DIRECTIVE »
Carry over the records from the line containing "as point(535, 149)." up to and including the line containing "point(391, 251)", and only those lines. Keep every line, and add 125 to each coordinate in the answer points, leaving all other numbers unchanged.

STORED ROWS »
— BEGIN —

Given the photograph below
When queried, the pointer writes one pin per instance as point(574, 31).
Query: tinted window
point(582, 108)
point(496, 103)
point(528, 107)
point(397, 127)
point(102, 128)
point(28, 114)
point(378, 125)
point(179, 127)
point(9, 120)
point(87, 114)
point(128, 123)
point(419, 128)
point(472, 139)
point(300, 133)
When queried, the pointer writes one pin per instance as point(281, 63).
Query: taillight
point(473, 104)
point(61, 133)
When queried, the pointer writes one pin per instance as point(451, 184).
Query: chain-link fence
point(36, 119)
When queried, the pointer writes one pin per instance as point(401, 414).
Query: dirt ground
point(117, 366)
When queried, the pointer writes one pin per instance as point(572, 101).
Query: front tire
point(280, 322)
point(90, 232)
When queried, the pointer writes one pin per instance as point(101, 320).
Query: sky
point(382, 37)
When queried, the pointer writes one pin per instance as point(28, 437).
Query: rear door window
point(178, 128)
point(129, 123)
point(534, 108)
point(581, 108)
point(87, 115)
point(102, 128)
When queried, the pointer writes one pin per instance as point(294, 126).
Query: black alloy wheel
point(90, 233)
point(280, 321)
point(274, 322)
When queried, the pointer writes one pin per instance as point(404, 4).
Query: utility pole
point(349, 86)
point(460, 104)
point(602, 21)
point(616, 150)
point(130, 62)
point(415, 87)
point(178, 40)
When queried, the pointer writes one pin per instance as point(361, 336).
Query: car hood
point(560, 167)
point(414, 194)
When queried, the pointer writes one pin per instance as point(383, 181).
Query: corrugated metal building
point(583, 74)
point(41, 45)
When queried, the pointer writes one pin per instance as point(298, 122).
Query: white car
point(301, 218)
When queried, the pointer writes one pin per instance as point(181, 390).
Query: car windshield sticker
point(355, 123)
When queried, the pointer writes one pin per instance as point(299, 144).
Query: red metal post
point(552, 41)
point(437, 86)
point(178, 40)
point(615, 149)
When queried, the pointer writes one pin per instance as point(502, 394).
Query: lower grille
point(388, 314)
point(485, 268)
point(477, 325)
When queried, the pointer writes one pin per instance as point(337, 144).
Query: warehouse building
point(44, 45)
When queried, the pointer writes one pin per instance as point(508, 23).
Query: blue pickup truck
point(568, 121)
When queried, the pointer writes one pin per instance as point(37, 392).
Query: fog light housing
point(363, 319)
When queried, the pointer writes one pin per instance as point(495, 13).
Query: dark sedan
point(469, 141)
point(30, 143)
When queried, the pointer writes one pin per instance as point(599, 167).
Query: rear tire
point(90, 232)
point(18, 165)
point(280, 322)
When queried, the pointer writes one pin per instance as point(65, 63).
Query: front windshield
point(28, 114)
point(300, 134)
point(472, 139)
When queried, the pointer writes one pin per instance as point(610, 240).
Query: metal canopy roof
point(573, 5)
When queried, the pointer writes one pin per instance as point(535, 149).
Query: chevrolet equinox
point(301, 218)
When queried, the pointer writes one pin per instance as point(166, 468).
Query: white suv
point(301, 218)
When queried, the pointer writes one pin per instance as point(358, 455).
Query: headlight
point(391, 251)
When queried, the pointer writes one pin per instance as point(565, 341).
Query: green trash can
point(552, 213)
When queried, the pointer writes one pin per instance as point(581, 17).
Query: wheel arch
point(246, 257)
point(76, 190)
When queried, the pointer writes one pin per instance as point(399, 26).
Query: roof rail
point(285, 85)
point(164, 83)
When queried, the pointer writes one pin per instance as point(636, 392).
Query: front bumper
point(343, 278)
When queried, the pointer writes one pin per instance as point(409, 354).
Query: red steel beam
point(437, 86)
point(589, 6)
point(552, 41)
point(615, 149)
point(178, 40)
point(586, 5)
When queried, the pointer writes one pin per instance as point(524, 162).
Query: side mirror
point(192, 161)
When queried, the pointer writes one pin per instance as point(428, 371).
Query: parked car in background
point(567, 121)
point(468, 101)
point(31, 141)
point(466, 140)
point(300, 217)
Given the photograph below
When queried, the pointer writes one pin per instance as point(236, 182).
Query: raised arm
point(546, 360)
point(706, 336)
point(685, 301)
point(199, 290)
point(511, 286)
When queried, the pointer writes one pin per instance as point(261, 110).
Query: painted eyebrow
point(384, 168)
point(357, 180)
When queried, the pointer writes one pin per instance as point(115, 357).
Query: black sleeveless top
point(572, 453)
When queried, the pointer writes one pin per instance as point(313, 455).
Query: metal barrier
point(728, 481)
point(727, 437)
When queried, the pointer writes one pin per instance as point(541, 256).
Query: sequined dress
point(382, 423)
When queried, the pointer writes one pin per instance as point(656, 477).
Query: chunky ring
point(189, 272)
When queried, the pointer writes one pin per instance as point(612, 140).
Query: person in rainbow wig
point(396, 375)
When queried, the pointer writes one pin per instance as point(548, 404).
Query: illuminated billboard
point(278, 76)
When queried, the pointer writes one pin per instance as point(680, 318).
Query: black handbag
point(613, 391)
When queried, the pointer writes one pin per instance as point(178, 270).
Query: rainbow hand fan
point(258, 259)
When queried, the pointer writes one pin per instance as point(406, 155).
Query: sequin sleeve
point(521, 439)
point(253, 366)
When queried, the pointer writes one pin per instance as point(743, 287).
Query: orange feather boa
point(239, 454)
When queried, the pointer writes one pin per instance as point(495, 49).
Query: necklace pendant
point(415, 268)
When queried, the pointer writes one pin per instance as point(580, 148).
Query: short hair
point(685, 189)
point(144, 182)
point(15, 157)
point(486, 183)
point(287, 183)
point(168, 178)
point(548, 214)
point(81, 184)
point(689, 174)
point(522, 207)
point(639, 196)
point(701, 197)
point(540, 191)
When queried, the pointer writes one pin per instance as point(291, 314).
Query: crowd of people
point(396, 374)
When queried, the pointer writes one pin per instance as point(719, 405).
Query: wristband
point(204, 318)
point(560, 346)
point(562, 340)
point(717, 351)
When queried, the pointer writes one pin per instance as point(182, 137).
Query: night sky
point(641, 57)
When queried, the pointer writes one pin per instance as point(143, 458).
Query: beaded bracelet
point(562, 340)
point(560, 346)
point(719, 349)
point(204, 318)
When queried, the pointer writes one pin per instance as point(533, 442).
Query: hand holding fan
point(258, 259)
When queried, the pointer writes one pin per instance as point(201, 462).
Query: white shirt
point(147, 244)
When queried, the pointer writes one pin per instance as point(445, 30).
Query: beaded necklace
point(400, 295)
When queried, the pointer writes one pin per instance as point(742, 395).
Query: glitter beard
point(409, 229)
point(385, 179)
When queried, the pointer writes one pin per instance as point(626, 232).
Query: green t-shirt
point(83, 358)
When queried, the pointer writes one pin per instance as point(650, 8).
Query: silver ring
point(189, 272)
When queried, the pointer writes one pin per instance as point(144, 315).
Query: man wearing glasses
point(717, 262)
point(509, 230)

— END —

TASK OUTPUT »
When queried, the pointer writes one pin per instance as point(535, 149).
Query: chevrolet equinox
point(426, 343)
When queried, the pointer writes one pin per instance as point(166, 468).
Query: white suv
point(426, 343)
When queried, the pointer writes one pin per instance as point(358, 455).
Query: headlight
point(516, 376)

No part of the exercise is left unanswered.